## TASK REQUIREMENTS
Repeat the whole listing exactly.

## SUPPLIED RECORDS

-- -- --

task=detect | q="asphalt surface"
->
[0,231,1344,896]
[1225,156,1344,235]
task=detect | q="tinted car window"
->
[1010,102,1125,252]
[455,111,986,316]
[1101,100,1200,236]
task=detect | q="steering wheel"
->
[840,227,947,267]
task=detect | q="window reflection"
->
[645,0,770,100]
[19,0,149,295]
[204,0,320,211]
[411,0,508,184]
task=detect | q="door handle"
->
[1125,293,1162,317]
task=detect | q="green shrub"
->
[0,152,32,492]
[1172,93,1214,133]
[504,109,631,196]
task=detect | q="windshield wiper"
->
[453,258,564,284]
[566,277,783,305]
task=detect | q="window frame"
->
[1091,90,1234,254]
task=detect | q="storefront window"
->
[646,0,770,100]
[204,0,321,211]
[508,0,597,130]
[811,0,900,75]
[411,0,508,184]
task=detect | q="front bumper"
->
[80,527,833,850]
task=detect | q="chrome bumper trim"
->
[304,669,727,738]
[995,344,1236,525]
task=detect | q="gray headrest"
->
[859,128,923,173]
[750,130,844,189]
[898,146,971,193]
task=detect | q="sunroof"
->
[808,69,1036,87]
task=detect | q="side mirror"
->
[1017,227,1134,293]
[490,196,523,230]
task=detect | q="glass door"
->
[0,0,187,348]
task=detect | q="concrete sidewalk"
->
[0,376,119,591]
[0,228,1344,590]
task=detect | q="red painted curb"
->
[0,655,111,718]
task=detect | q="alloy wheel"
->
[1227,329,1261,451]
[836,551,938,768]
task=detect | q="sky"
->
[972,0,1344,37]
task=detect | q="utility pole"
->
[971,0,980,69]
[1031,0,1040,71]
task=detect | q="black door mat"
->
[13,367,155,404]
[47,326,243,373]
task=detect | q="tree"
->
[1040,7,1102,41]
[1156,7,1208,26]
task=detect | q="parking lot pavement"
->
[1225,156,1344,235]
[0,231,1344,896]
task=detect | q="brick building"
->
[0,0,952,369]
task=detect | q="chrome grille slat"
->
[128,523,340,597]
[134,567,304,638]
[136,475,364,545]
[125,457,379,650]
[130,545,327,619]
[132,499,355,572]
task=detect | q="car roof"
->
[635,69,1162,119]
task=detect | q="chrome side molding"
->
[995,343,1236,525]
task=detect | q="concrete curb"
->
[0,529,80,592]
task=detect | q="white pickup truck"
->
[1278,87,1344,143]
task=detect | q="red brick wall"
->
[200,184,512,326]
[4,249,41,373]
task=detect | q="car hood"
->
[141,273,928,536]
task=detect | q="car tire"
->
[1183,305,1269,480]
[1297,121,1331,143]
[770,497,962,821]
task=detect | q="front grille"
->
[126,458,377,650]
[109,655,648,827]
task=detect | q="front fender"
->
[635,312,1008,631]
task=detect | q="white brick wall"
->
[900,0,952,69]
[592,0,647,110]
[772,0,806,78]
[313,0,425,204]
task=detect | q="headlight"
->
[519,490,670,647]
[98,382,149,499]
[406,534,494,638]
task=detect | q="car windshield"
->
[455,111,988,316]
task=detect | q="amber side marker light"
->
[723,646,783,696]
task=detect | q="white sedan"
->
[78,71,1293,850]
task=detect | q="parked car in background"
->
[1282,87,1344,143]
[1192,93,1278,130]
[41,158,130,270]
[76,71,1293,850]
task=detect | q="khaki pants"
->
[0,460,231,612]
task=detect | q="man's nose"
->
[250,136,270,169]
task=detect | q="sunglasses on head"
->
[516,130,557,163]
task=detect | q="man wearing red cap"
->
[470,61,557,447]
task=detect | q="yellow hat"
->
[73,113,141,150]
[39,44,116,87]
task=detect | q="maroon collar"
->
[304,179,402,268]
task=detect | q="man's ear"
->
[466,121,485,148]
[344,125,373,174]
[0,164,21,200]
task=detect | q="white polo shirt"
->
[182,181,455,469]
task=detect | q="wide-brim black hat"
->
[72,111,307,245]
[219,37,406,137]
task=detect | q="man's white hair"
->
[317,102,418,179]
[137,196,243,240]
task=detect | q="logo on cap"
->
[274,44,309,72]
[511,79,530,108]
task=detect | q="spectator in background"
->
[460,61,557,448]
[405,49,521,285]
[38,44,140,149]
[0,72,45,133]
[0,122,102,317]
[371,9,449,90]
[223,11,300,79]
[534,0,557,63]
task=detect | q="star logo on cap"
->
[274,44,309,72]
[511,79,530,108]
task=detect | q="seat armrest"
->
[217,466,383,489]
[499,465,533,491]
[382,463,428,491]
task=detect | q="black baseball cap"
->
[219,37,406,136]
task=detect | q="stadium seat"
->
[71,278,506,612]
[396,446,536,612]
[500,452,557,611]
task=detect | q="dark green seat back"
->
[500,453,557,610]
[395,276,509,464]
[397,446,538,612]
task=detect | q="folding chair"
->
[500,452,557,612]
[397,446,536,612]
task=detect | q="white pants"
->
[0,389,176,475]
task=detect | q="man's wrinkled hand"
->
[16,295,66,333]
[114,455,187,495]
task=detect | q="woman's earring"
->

-- -- --

## TASK SOLUTION
task=detect | q="asphalt surface"
->
[0,231,1344,896]
[1225,156,1344,235]
task=detect | q="tinted car window"
->
[1010,102,1125,252]
[455,111,986,316]
[1101,100,1200,236]
task=detect | q="steering wheel"
->
[840,227,947,267]
task=detect | q="window reflection"
->
[645,0,770,100]
[19,0,149,295]
[204,0,320,211]
[411,0,508,184]
task=detect | q="door handle"
->
[1125,293,1162,317]
task=detect | q="green shrub"
->
[0,152,32,492]
[1172,93,1214,133]
[504,109,631,196]
task=detect | q="windshield wiper"
->
[453,258,564,284]
[566,277,783,305]
task=detect | q="window frame"
->
[1091,90,1234,254]
task=detect | q="storefront window"
->
[646,0,770,100]
[204,0,321,211]
[508,0,597,130]
[811,0,900,75]
[411,0,508,184]
task=detect | q="front bumper"
->
[80,527,833,850]
task=detect | q="chrome bumper trim"
->
[304,669,727,738]
[995,344,1236,525]
task=detect | q="gray headrest"
->
[859,128,923,173]
[750,130,844,189]
[898,146,971,193]
task=detect | q="sunroof"
->
[808,69,1036,87]
task=detect | q="side mirror"
->
[1017,227,1134,293]
[490,196,523,230]
task=detect | q="glass door"
->
[0,0,187,348]
task=detect | q="concrete sidewalk"
->
[0,376,119,591]
[0,228,1344,590]
task=detect | q="red painted curb"
->
[0,655,111,718]
task=detect | q="alloy wheel"
->
[1227,329,1261,451]
[836,551,938,768]
task=detect | q="sky"
->
[972,0,1344,37]
task=detect | q="utility pole"
->
[971,0,980,69]
[1031,0,1040,71]
task=detect | q="black door mat"
->
[13,367,155,404]
[47,326,243,373]
task=detect | q="tree"
->
[1040,7,1102,41]
[1156,7,1208,26]
task=detect | q="parking lot pavement"
->
[1225,156,1344,235]
[0,231,1344,896]
task=detect | q="brick building"
->
[0,0,952,369]
task=detect | q="chrome grille slat"
->
[128,523,340,597]
[134,567,304,638]
[136,475,364,545]
[125,457,379,650]
[130,545,327,619]
[132,499,355,572]
task=detect | q="car roof"
->
[635,69,1162,119]
task=detect | q="chrome side molding"
->
[995,343,1236,525]
task=detect | q="concrete curb"
->
[0,529,80,592]
task=detect | q="white pickup truck"
->
[1278,87,1344,143]
task=detect | q="red brick wall"
->
[200,184,512,326]
[4,249,41,373]
task=detect | q="car hood"
->
[141,273,928,536]
task=detect | q="car tire"
->
[1183,305,1269,480]
[1297,121,1331,143]
[770,497,962,821]
task=detect | q="front grille"
->
[126,458,377,650]
[109,655,648,827]
task=detect | q="front fender"
->
[635,312,1008,631]
task=detect | q="white brick wall"
->
[900,0,952,69]
[592,0,647,110]
[772,0,806,78]
[313,0,425,204]
task=detect | q="headlight"
->
[519,490,670,647]
[98,382,149,499]
[406,534,494,638]
task=detect | q="car windshield"
->
[455,111,988,316]
task=detect | q="amber side marker light"
->
[723,646,783,696]
task=detect | q="white sedan"
->
[78,71,1293,850]
task=detect | q="parked car in background"
->
[1282,87,1344,143]
[1192,93,1278,130]
[41,158,130,270]
[76,71,1293,850]
task=detect | q="khaki pants"
->
[0,460,231,612]
task=detect | q="man's nose"
->
[250,136,270,169]
task=detect | q="sunglasses on head"
->
[516,130,557,163]
task=detect | q="man wearing red cap"
->
[470,61,557,447]
task=detect | q="yellow hat"
->
[73,113,141,150]
[39,44,116,87]
task=detect | q="maroon collar"
->
[304,179,402,268]
task=detect | q="man's ear"
->
[466,121,485,148]
[344,125,373,174]
[0,164,21,200]
task=detect | q="white polo shirt"
->
[182,181,455,469]
task=detect | q="wide-brim black hat"
->
[72,111,307,245]
[219,37,406,137]
task=detect | q="man's white hair"
->
[317,102,418,179]
[137,196,243,240]
task=detect | q="logo on cap"
->
[274,44,309,72]
[511,79,530,108]
task=detect | q="spectator in background"
->
[460,61,557,448]
[405,49,521,285]
[38,44,140,149]
[0,72,45,133]
[0,122,102,317]
[371,9,449,90]
[223,11,300,79]
[534,0,557,63]
task=detect | q="star logo on cap"
->
[274,44,309,72]
[511,79,530,108]
task=detect | q="seat armrest"
->
[217,466,383,489]
[499,465,533,491]
[382,463,428,491]
task=detect | q="black baseball cap"
->
[219,37,406,136]
task=detect | q="stadium seat"
->
[71,278,506,612]
[396,446,536,612]
[500,452,557,611]
task=detect | q="dark green seat back"
->
[500,453,557,610]
[395,276,509,464]
[397,446,538,612]
task=detect | q="folding chair"
->
[500,452,557,612]
[397,446,536,612]
task=detect | q="white pants"
->
[0,389,176,475]
task=detect | q="man's wrinkled hand"
->
[16,295,66,333]
[114,455,187,495]
task=detect | q="woman's earring"
->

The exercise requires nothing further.